## Assignment
Find every line in the records below that contains the string "evenodd", with case counting, and copy each of those lines.

Collected data entries
****************************************
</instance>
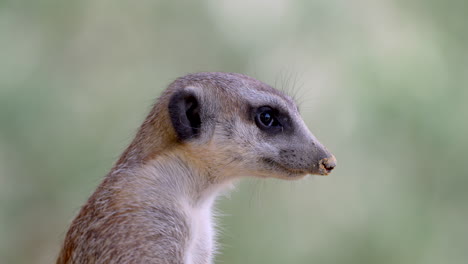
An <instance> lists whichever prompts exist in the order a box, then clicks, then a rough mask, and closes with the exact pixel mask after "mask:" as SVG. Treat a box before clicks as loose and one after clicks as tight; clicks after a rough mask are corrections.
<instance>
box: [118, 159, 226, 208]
mask: <svg viewBox="0 0 468 264" xmlns="http://www.w3.org/2000/svg"><path fill="white" fill-rule="evenodd" d="M207 167H208V166H203V164H200V163H199V162H196V161H192V160H191V159H190V158H187V155H186V154H185V153H182V152H178V151H173V152H169V153H165V154H164V155H158V156H156V157H154V158H153V159H151V160H149V161H147V162H145V163H135V164H133V165H132V166H130V168H129V166H127V165H125V164H122V166H120V168H125V169H119V167H117V168H116V169H115V170H114V171H113V173H111V174H116V173H117V174H120V173H122V172H124V173H123V174H125V175H126V176H124V177H127V178H128V177H131V178H132V182H134V184H132V185H134V187H135V188H136V189H135V192H134V194H135V195H137V196H139V197H138V200H142V199H143V200H146V199H150V200H153V199H154V200H155V201H154V202H155V203H161V201H173V200H178V201H181V202H182V201H183V202H184V203H188V205H189V206H192V207H198V206H203V207H204V206H210V207H211V205H212V203H213V201H214V199H215V198H216V197H217V196H218V194H219V192H220V191H221V190H222V189H224V188H225V187H227V186H229V185H230V183H229V182H227V181H223V180H220V178H221V177H218V176H217V175H214V172H213V171H212V170H210V169H209V168H207ZM128 182H129V181H128V179H126V180H125V184H128ZM126 188H127V190H128V189H129V188H128V187H126ZM137 190H138V191H137ZM142 190H145V191H142Z"/></svg>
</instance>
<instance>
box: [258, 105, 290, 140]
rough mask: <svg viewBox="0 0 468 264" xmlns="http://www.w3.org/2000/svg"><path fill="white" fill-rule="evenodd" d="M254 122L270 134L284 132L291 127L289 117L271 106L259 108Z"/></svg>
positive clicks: (259, 127)
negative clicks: (272, 107)
mask: <svg viewBox="0 0 468 264" xmlns="http://www.w3.org/2000/svg"><path fill="white" fill-rule="evenodd" d="M254 120H255V124H256V125H257V127H258V128H259V129H260V130H262V131H264V132H266V133H270V134H277V133H279V132H283V131H284V130H285V129H286V128H288V127H289V122H288V118H287V116H286V115H284V114H281V113H280V111H278V110H277V109H275V108H272V107H269V106H262V107H259V108H257V109H256V110H255V113H254Z"/></svg>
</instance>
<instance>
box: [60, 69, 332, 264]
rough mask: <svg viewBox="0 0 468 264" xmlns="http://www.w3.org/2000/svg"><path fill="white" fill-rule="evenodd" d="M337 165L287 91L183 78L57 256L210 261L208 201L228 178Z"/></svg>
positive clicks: (313, 170) (213, 247) (113, 175)
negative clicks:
****************************************
## Response
mask: <svg viewBox="0 0 468 264" xmlns="http://www.w3.org/2000/svg"><path fill="white" fill-rule="evenodd" d="M207 167H208V166H203V164H200V163H199V162H196V161H192V160H191V159H190V158H187V155H186V154H185V153H182V152H178V151H173V152H169V153H165V154H164V155H158V156H156V157H154V158H153V159H151V160H149V161H147V162H145V163H135V164H133V165H132V166H130V168H129V166H127V165H125V164H122V166H120V168H125V169H119V167H117V168H116V169H115V170H114V171H113V173H111V174H116V173H117V174H120V173H122V172H124V173H123V174H125V175H126V176H124V177H127V178H128V177H131V178H132V182H134V184H132V185H134V187H135V188H136V189H135V192H134V194H135V195H137V196H139V197H138V200H142V199H143V200H146V199H150V200H153V199H154V200H155V201H154V202H155V203H161V201H173V200H178V201H181V202H182V201H183V202H184V203H188V205H189V206H192V207H198V206H203V207H204V206H210V207H211V205H212V203H213V201H214V199H215V198H216V197H217V196H218V194H219V192H220V191H221V190H222V189H224V188H225V187H227V186H229V185H230V183H229V182H227V181H223V180H220V178H221V177H218V176H217V175H214V172H213V171H212V170H210V169H209V168H207ZM128 182H129V181H128V179H126V180H125V184H128ZM126 188H127V190H128V189H129V188H128V187H126ZM137 190H138V191H137ZM142 190H145V191H142Z"/></svg>
rough mask: <svg viewBox="0 0 468 264" xmlns="http://www.w3.org/2000/svg"><path fill="white" fill-rule="evenodd" d="M254 122L270 134L284 132L291 127L289 117L271 106L259 108Z"/></svg>
mask: <svg viewBox="0 0 468 264" xmlns="http://www.w3.org/2000/svg"><path fill="white" fill-rule="evenodd" d="M254 120H255V124H256V125H257V127H258V128H259V129H260V130H262V131H264V132H266V133H270V134H277V133H279V132H283V131H284V130H285V129H286V128H288V127H289V122H288V118H287V116H286V115H284V114H281V113H280V111H278V110H277V109H275V108H272V107H269V106H262V107H259V108H257V109H256V110H255V113H254Z"/></svg>
rough mask: <svg viewBox="0 0 468 264" xmlns="http://www.w3.org/2000/svg"><path fill="white" fill-rule="evenodd" d="M337 165L287 91L183 78L57 256L210 261L208 201L228 178Z"/></svg>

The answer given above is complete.